» TASK DIRECTIONS:
Retype the records below exactly as they appear.

----- TASK DATA -----

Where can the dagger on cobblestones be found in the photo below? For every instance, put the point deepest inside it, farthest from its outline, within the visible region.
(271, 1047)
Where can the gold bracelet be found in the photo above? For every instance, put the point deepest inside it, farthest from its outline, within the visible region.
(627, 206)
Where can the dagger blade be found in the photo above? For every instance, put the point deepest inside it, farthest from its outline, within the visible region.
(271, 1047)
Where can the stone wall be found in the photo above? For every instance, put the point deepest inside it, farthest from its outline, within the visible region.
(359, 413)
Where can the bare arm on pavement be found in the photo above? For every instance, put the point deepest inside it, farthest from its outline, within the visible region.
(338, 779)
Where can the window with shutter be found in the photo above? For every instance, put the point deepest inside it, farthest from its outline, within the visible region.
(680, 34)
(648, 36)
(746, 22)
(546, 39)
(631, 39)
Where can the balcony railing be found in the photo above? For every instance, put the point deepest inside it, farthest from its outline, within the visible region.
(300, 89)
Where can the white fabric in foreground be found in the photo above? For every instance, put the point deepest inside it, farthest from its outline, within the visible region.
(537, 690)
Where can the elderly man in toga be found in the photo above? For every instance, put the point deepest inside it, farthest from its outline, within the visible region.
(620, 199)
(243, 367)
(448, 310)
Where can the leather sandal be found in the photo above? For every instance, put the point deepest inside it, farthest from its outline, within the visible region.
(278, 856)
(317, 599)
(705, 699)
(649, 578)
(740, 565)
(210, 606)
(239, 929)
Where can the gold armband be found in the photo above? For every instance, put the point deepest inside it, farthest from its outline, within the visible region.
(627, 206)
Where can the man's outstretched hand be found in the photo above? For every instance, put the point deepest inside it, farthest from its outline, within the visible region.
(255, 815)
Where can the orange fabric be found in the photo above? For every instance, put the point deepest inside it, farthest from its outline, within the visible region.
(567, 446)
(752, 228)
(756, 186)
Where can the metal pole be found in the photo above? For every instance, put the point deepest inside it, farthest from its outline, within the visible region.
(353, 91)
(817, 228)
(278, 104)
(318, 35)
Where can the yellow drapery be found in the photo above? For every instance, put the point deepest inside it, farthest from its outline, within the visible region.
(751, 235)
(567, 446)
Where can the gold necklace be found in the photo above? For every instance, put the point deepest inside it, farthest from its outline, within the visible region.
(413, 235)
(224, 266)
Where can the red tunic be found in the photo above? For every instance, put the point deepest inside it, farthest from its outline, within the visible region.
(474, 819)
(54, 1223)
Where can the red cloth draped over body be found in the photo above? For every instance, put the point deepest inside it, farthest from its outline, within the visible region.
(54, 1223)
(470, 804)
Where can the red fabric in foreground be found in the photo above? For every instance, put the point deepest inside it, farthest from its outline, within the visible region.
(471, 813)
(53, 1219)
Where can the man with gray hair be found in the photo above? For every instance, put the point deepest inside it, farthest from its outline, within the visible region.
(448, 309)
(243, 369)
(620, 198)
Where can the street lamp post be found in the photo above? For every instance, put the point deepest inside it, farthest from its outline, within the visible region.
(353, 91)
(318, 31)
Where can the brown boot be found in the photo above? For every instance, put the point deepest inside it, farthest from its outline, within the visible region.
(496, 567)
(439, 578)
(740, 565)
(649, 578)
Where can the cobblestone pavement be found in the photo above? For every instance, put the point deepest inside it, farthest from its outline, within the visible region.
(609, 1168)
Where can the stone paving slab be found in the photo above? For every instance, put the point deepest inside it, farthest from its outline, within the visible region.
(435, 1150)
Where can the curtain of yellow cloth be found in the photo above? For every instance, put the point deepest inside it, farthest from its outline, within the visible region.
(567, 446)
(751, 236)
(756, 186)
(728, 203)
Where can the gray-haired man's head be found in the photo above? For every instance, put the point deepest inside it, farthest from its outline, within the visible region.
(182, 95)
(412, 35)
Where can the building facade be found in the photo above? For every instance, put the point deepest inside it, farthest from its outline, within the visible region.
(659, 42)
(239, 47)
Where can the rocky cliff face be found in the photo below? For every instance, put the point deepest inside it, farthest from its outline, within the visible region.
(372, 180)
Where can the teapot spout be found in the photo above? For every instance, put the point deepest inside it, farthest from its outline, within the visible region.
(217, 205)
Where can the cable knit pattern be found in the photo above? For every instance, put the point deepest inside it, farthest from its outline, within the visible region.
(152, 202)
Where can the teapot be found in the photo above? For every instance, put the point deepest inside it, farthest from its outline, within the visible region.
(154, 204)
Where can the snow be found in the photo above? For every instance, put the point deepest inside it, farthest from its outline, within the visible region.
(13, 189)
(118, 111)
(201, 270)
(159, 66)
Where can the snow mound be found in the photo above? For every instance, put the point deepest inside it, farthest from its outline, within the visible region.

-----

» FULL OUTPUT:
Where can the dagger on cobblestones be found in the photo below? For every instance, put the point deepest inside it, farthest from its outline, within the visible region.
(271, 1047)
Where can the gold bracelet be found in the photo above? For every instance, put the point deepest inside it, farthest from its outline, within the visible region.
(627, 206)
Where can the dagger blade be found in the photo above? For every instance, put the point deepest inside it, farthest from its outline, within the visible region.
(271, 1047)
Where can the stone wall be found in the photo above? For every instance, put the point deepest inside it, farthest from its outline, within the visible region.
(359, 413)
Where can the bare arm on pavement be found in the photo above? For every instance, put the point deepest inside it, farthest from its outline, within the visible region.
(338, 779)
Where can the window with shutter be found in the photo above? For every instance, put the point deepest inside it, farthest from its outline, within the visible region.
(680, 34)
(648, 36)
(746, 22)
(546, 39)
(631, 39)
Where can the balcony railing be found in the photo above? For every instance, put the point deepest inside it, farthest from its outline, within the visible region.
(300, 89)
Where can the white fabric in foreground be found in the photo above? For every instance, put the point deepest inside it, farthest from its outline, within the visible region.
(537, 690)
Where can the elderly man in toga be found in the photo above? For every instance, put the point deepest inside it, farthest from its outline, within the visible region.
(620, 199)
(243, 367)
(448, 310)
Where can the leather sandal be found in the photo above? For every instance, put the point deepest inside it, farthest from its outline, within the visible region.
(278, 856)
(317, 599)
(705, 699)
(649, 578)
(740, 565)
(210, 606)
(239, 929)
Where can the gold armband be found in the photo above? For every instance, put the point deepest inside it, farthest from its outline, within the visible region.
(627, 206)
Where can the man's outstretched hand be found in the photo above? For every instance, put the point deepest inside it, farthest from its outline, within the visible region.
(255, 815)
Where can the orange fabric be found in the photo above? For every instance, put the point deepest inside it, farthest from its outline, within the visible region.
(567, 446)
(752, 228)
(756, 186)
Where can the metal pole be found in the photo above? For every instance, put the point deepest inside it, farthest from its outline, within the visible region.
(353, 91)
(817, 228)
(278, 104)
(318, 35)
Where can the yellow drapery be found in the photo above? For every instance, put the point deepest inside it, farthest from its outline, within the visible region.
(751, 235)
(567, 446)
Where can the gold necklace be found in the photo above? For every instance, put the point deepest inside it, farthest from its outline, within the visible region.
(413, 235)
(224, 266)
Where can the red tunic be found in the photo above? For every instance, put the point deepest inside it, farthest from its outline, within the visible region.
(474, 819)
(54, 1223)
Where can the red cloth draped over body be found in the photo above? For every instance, put the point deepest inside it, farthest from its outline, within the visible region.
(54, 1223)
(470, 804)
Where can the red fabric in foreground be found in the photo above? For every instance, put the point deepest inside it, farthest from its outline, within the visible region.
(471, 813)
(53, 1219)
Where can the man with gray hair be found in the photo above? For every instance, put the point deepest inside it, farthest from its outline, within the visible region.
(448, 309)
(243, 369)
(620, 198)
Where can the street lamp post be found in the photo above? For every instance, put the point deepest inside it, farthest from its outline, within the visible region.
(353, 91)
(318, 31)
Where can the brown boot be found in the photo above? For every instance, put the point deepest inside it, farthest from its outline, within the visible region.
(496, 567)
(439, 578)
(740, 565)
(649, 578)
Where can the cobblestone pavement be found in the photo above? For every instance, put the point deepest inside it, farthest from its outline, within the visible region.
(609, 1168)
Where can the stone paving slab be found in the photo above? For every instance, put the point deepest inside it, farthest from its outline, within the visible region.
(435, 1150)
Where can the curtain of yellow cloth be found in the photo above? For every instance, put the point deepest inside it, farthest from its outline, within the visible region.
(567, 446)
(751, 236)
(756, 186)
(728, 203)
Where can the gray-haired man's head be found in the photo above? For every instance, put the point deepest inside it, farthest from its outline, within the visible region.
(182, 95)
(412, 35)
Where can the building facade be found in the photo above? For every instance, put the point deepest inside it, farthest from its outline, within the visible region.
(659, 42)
(239, 47)
Where can the rocky cliff face be found in the photo below? For every instance, put the point deepest inside it, farthest from its outline, within the visible region.
(372, 180)
Where can the teapot spout be found in the photo above? For every instance, put the point deepest inside it, farthest from its outline, within the visible region.
(217, 205)
Where can the cable knit pattern be found in the photo above? For every instance, put the point deepest inside it, farthest from its outline, within the visible region.
(152, 202)
Where can the teapot be found in the photo above? For every instance, put the point deepest inside it, farthest from its outline, within the visible region.
(154, 204)
Where can the snow be found in the photo above? For every instance, put the point deepest inside it, farthest from its outline, within the visible region.
(13, 189)
(118, 111)
(201, 270)
(159, 66)
Where can the snow mound be found in the photo above? For every instance, put the point deepest inside it, farthest from its outline, within the visible region.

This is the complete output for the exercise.